#### [REQUIREMENTS]
Copy each row below except the pictures, with the requests left unchanged. Offset the coordinates in every answer point by adding 21 to each number.

#### [DATA]
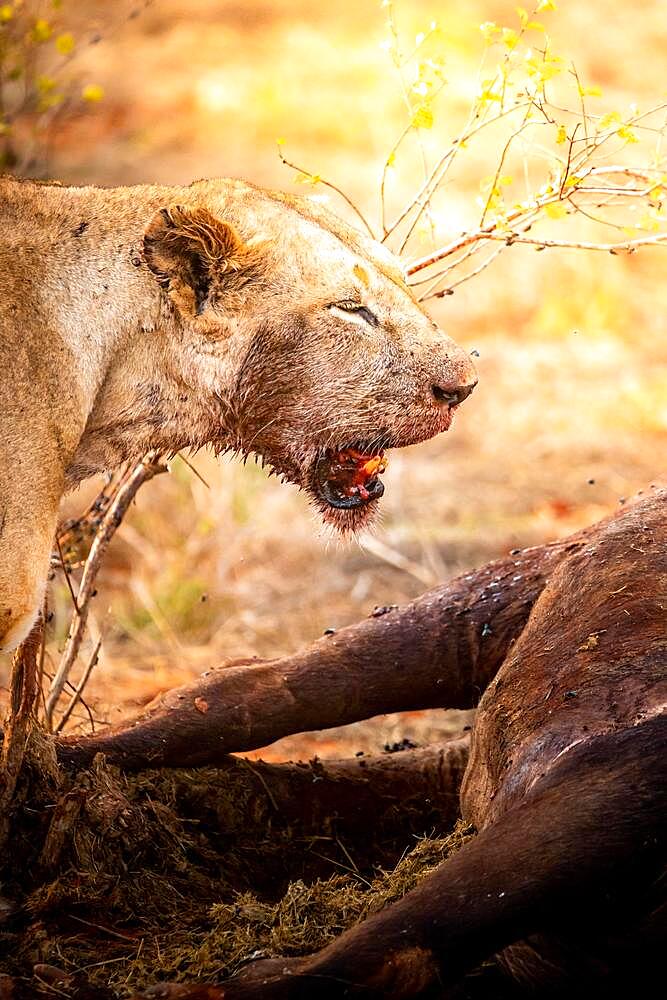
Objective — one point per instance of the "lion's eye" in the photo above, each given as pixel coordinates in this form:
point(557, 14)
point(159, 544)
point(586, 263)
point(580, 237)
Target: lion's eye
point(356, 309)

#### [FULL ANSWER]
Objective — one point per instance of the "lion's eye" in the photo above, each given as pixel coordinates in this form:
point(557, 14)
point(159, 544)
point(586, 263)
point(580, 237)
Target: lion's eye
point(377, 330)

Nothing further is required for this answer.